Short exercise A:
Find every line in the records below that contains the word "column", and copy each of those lines.

Selected extract:
***
Longing (5): the narrow road

Longing, we say, because desire is full
of endless distances.

Robert Hass, “Meditation at Lagunitas”


Cue up Baaba Maal and Mansour Seck, “Djam Leeli” (“The Wayfarers”)

I want to begin this last installment with a salute to all casual or first-time readers: you who have just alighted briefly in the course of a Google search for something else entirely and are wondering, “What the hell’s all this, then?”, or you wanderers who have been whiling away a few hours in a maze of links. “Longing? You gotta be kidding! How can anyone blog longing? What’s to say?

“On the other hand, what’s not to say?”

This extended meditation/collation of texts was sparked by the close conjunction in my mind of two very dissimilar things. One was the Robert Hass quote with which I have been heading each installment. The other was a chilling series of graphic photos and journal entries purportedly from an S&M slave that I stumbled across online, just as some of you have now stumbled here. I don’t normally get too worked up thinking about what consenting adults might choose to do to each other in the privacy of their own homes. It’s a free country, right? What disturbed me about this site was the lucidity with which the self-described slave extolled her torture, humiliation, and loss of will.
***
Provided material:
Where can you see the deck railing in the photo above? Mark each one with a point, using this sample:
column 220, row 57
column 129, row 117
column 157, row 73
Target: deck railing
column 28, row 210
***
Short exercise B:
In the essay on longing, whose quote has the writer placed at the head of each installment?

Correct response A:
column 220, row 57
column 129, row 117
column 157, row 73
column 28, row 210

Correct response B:
Robert Hass's, from "Meditation at Lagunitas."